◆ **CONSIGNA 1**: Por favor, reúne del listado de más abajo todas las líneas que contengan la palabra "building" y cópialas sin cambios.

Lic. Ricardo P. Salvador
Podría pensarse que el diálogo, como una de esas cosas intrínsecas de lo humano, es una categoría tan universal que hablar de diálogo en el ámbito escolar sería casi lo mismo que hacerlo respecto de cualquier otro ámbito. Ni más importante, ni menos, pero merece una reflexión siempre actual, sobre todo en estos tiempos de vértigo y arrasante virtualidad en que la tecnología es intermediaria de los diálogos de más variado tenor e intimidad.
Es que la escuela es (o debe ser) esencialmente un instrumento de socialización, y si de enseñanza, de enseñanza en función de esa socialización, de una inserción en el mundo del trabajo, de la vida cívica, de los estudios superiores y de la continuidad que el sujeto elija para sí. Socialización imposible sin el diálogo.

◆ **DATOS GUARDADOS**:

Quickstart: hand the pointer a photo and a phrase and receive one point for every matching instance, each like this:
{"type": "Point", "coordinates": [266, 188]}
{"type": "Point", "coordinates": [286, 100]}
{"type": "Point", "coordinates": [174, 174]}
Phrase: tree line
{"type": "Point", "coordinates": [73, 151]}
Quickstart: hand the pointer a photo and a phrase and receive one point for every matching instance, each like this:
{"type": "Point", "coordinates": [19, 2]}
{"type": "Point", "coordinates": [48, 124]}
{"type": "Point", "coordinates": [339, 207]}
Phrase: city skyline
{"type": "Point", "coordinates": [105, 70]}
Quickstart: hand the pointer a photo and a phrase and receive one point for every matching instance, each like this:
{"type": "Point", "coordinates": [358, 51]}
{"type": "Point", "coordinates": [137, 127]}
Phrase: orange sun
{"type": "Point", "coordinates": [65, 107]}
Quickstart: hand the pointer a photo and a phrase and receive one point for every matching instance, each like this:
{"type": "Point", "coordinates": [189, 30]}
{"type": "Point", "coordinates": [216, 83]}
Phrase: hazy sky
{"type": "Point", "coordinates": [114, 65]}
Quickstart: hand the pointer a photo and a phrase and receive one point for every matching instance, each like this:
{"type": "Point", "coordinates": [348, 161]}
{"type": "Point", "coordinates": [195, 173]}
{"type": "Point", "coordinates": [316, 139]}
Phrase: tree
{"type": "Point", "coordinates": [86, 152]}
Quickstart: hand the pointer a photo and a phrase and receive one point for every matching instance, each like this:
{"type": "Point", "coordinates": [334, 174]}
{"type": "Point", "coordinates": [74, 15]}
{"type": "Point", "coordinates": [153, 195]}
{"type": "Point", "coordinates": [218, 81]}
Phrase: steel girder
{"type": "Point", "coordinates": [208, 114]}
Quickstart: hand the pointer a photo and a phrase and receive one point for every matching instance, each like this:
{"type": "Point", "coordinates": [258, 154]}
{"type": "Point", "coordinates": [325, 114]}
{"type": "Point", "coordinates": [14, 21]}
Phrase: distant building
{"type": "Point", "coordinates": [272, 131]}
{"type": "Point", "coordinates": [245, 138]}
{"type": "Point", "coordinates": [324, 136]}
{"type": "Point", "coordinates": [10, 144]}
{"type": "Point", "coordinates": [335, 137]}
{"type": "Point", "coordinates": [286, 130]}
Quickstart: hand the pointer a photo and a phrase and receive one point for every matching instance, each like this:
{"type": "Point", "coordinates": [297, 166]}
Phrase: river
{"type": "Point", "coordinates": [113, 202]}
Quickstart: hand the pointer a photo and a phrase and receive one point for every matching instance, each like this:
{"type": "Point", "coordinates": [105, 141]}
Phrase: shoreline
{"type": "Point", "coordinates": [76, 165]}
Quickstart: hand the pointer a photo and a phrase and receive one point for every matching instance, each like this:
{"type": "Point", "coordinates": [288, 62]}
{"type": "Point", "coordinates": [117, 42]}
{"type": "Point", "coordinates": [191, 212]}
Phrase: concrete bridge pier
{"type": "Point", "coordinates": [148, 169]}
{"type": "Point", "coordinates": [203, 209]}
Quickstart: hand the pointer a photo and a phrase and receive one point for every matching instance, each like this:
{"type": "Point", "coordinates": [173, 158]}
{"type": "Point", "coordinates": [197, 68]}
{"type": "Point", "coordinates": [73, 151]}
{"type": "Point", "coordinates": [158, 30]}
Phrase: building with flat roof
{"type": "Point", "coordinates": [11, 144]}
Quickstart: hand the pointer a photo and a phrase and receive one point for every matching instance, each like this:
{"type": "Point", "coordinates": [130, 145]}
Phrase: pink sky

◆ **CONSIGNA 2**: Prosigue el texto de arriba sobre el diálogo en la escuela, empezando justo después de su última oración.

◆ **RESPUESTA DEL EJERCICIO 1**:
Phrase: distant building
Phrase: building with flat roof

◆ **RESPUESTA DEL EJERCICIO 2**:
Lo primero que uno piensa es el diálogo de los alumnos con sus pares, el diálogo con los docentes y con toda la comunidad escolar. Y sin duda es importante. Como espacio de conocerse mutuamente, y en el que se conocen los propios tiempos, las propias necesidades y a sí mismo como los tiempos, necesidades del otro: se conoce al otro. Más: mediante el diálogo se construye la persona, no sólo social sino individualmente.
Desde el punto de vista didáctico esto último es de vital importancia porque el conocer, conocerse y ser reconocido abren y despiertan en el que aprende las dimensiones más variadas del aprendizaje en toda su amplitud: social, individual, de conocimientos y destrezas y de disposiciones emocionales, todos en primer lugar.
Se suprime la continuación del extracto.